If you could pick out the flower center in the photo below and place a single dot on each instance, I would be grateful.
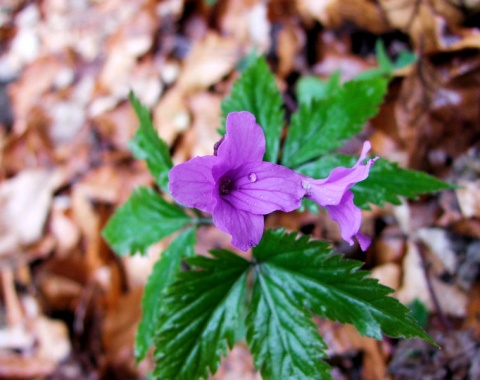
(225, 185)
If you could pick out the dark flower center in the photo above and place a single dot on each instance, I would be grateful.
(225, 185)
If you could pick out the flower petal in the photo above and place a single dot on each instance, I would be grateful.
(349, 218)
(330, 191)
(263, 187)
(191, 183)
(244, 140)
(246, 228)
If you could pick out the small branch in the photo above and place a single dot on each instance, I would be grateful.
(438, 309)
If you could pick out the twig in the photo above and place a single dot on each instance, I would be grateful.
(438, 309)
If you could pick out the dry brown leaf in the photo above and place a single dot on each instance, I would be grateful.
(245, 22)
(210, 60)
(452, 300)
(237, 365)
(25, 201)
(291, 40)
(171, 116)
(206, 119)
(342, 339)
(119, 327)
(27, 92)
(468, 196)
(24, 367)
(332, 13)
(62, 227)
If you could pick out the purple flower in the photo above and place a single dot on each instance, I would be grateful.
(235, 185)
(334, 194)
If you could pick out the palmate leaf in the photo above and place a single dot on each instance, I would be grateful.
(147, 145)
(333, 287)
(283, 339)
(322, 125)
(163, 273)
(142, 220)
(200, 316)
(256, 91)
(310, 88)
(387, 182)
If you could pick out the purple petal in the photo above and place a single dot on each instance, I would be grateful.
(246, 228)
(191, 183)
(263, 187)
(244, 140)
(330, 191)
(349, 218)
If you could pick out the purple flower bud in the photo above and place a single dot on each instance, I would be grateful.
(334, 194)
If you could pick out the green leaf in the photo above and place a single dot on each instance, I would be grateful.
(199, 316)
(419, 311)
(325, 124)
(387, 182)
(310, 88)
(282, 337)
(256, 91)
(147, 145)
(386, 66)
(163, 274)
(142, 220)
(333, 287)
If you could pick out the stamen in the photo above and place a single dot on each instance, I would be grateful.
(225, 185)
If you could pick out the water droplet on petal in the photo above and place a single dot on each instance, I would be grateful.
(306, 185)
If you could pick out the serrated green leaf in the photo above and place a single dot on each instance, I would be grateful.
(310, 88)
(323, 125)
(147, 145)
(256, 91)
(419, 311)
(387, 182)
(163, 273)
(333, 287)
(386, 66)
(142, 220)
(199, 317)
(283, 339)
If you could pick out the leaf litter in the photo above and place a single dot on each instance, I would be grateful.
(65, 72)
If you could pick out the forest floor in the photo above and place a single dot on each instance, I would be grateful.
(69, 306)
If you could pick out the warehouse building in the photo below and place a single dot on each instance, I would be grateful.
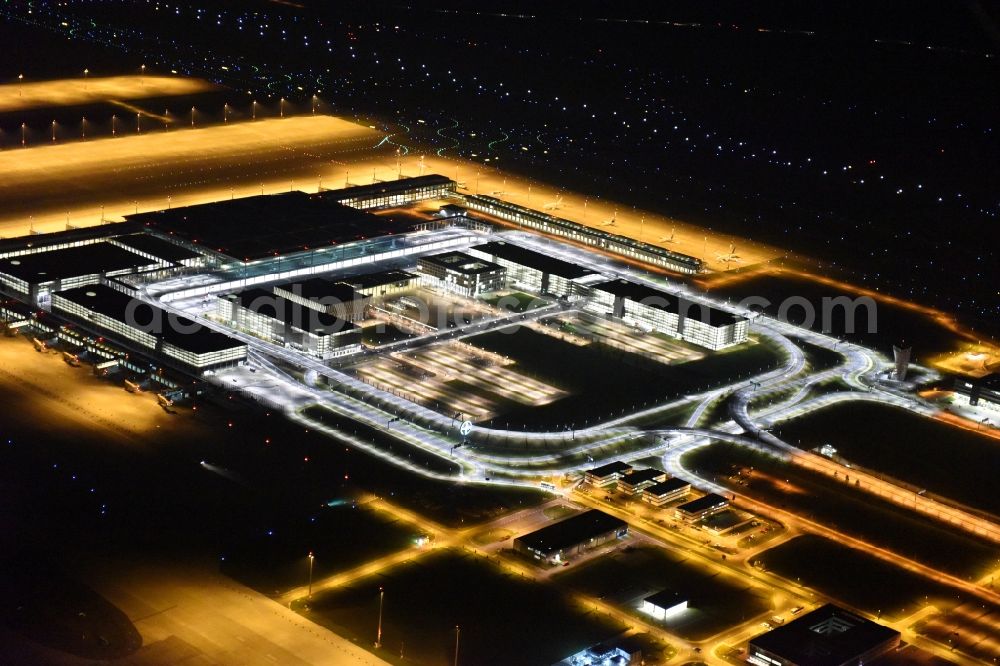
(463, 274)
(334, 298)
(667, 491)
(278, 320)
(702, 507)
(607, 475)
(654, 310)
(827, 636)
(34, 276)
(640, 479)
(982, 392)
(664, 604)
(173, 338)
(535, 271)
(570, 537)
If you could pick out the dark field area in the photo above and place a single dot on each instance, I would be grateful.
(715, 601)
(504, 619)
(851, 511)
(892, 324)
(949, 461)
(604, 382)
(855, 578)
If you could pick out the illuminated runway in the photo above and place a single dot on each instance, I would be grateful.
(95, 90)
(49, 186)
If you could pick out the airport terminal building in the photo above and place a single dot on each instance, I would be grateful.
(659, 311)
(534, 271)
(150, 329)
(266, 315)
(463, 274)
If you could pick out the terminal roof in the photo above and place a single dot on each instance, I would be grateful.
(530, 258)
(264, 226)
(91, 259)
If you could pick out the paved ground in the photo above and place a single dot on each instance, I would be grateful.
(187, 615)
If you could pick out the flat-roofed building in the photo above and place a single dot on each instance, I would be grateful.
(655, 310)
(335, 298)
(636, 481)
(383, 283)
(700, 508)
(33, 276)
(572, 536)
(664, 604)
(281, 321)
(534, 271)
(667, 491)
(827, 636)
(148, 328)
(463, 274)
(158, 249)
(607, 475)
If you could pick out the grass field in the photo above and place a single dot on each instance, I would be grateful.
(604, 382)
(851, 511)
(274, 559)
(893, 322)
(949, 461)
(504, 619)
(715, 601)
(855, 577)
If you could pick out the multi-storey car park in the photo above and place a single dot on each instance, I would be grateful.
(183, 265)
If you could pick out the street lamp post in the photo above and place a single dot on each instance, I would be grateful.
(378, 633)
(312, 558)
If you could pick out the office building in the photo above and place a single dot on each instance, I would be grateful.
(534, 271)
(334, 298)
(148, 328)
(666, 491)
(280, 321)
(383, 283)
(827, 636)
(638, 480)
(607, 475)
(572, 536)
(463, 274)
(655, 310)
(702, 507)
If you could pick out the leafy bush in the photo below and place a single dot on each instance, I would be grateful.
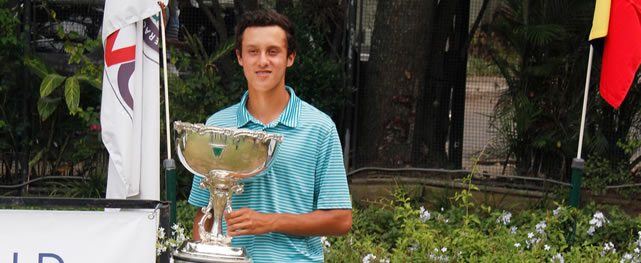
(403, 232)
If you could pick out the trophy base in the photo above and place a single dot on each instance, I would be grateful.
(198, 252)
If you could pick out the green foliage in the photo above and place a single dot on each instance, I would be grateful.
(185, 214)
(55, 87)
(601, 172)
(482, 234)
(539, 48)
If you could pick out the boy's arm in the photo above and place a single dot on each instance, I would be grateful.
(246, 221)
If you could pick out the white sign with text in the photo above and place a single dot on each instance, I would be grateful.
(45, 236)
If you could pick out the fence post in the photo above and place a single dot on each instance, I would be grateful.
(577, 173)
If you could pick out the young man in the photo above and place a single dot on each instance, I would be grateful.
(282, 213)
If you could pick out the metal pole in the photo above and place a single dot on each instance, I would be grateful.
(169, 164)
(578, 164)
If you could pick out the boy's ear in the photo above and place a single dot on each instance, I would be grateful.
(239, 56)
(290, 59)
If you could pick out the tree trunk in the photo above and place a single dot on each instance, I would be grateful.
(441, 104)
(395, 76)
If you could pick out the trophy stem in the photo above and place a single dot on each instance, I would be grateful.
(221, 186)
(220, 198)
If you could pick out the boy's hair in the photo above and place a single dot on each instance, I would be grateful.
(266, 17)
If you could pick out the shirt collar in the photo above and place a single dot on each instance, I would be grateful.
(288, 117)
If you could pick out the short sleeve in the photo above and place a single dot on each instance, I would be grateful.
(331, 188)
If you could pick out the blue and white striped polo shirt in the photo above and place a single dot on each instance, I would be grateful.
(308, 174)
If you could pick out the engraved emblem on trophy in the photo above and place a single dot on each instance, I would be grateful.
(221, 156)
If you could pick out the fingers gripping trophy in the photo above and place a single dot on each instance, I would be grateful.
(222, 156)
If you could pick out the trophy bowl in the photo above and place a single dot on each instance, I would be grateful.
(222, 157)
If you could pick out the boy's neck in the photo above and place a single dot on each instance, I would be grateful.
(267, 106)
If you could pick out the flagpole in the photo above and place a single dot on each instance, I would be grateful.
(578, 163)
(169, 164)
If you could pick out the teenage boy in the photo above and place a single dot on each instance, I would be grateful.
(282, 213)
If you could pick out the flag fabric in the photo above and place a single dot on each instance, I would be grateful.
(619, 23)
(130, 111)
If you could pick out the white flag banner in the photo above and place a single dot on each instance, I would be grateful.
(78, 236)
(130, 111)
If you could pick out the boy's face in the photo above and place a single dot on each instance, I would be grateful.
(264, 57)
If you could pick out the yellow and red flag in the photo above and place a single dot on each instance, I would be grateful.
(619, 23)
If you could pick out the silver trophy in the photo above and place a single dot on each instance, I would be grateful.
(222, 156)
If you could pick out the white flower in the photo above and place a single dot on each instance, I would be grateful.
(413, 247)
(325, 242)
(591, 230)
(424, 215)
(598, 220)
(504, 218)
(368, 258)
(161, 233)
(608, 247)
(558, 257)
(540, 227)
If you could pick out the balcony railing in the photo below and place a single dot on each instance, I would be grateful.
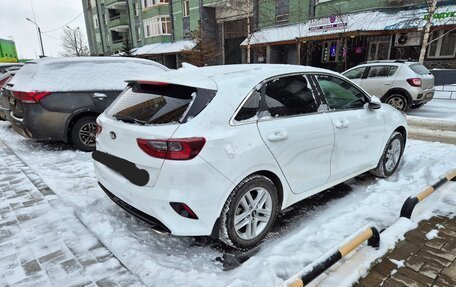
(110, 2)
(118, 21)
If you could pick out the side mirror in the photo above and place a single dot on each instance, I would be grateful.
(375, 103)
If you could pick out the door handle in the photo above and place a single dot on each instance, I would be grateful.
(341, 124)
(99, 96)
(277, 136)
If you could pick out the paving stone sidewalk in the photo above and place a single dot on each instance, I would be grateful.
(42, 243)
(419, 260)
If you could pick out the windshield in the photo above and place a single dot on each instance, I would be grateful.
(154, 104)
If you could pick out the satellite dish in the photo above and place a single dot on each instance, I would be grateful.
(402, 39)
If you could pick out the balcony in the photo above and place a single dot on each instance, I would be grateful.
(116, 4)
(118, 24)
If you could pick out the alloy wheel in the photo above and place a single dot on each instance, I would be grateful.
(393, 154)
(87, 134)
(397, 102)
(253, 213)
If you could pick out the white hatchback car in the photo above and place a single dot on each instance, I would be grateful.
(398, 83)
(221, 150)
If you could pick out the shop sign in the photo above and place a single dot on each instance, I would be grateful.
(332, 22)
(443, 15)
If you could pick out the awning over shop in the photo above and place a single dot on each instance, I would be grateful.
(164, 48)
(377, 20)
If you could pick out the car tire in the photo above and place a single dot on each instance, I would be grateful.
(398, 101)
(83, 133)
(417, 106)
(254, 222)
(391, 156)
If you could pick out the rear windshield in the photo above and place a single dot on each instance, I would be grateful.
(158, 104)
(420, 69)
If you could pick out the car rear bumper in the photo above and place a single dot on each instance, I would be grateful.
(423, 96)
(194, 183)
(158, 226)
(4, 113)
(40, 124)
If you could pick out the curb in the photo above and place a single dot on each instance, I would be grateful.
(411, 202)
(322, 264)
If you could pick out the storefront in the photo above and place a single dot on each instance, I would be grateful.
(341, 42)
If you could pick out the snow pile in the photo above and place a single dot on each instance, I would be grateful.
(82, 73)
(301, 235)
(434, 233)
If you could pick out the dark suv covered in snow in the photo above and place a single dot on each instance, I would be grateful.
(59, 99)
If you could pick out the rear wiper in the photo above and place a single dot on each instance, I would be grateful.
(129, 119)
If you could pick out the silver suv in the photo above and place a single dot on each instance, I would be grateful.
(401, 84)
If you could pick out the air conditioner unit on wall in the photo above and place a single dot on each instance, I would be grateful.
(396, 2)
(407, 39)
........
* [What you should do]:
Please give a word-for-word repetition of the lines from the one containing "If you could pick out the air conditioner" through the last line of the data above, including both, and nothing besides.

* [Answer to the problem]:
If you could pick out the air conditioner unit on wall in the photo above and place a single dot on each instance, I would be grateful.
(396, 2)
(407, 39)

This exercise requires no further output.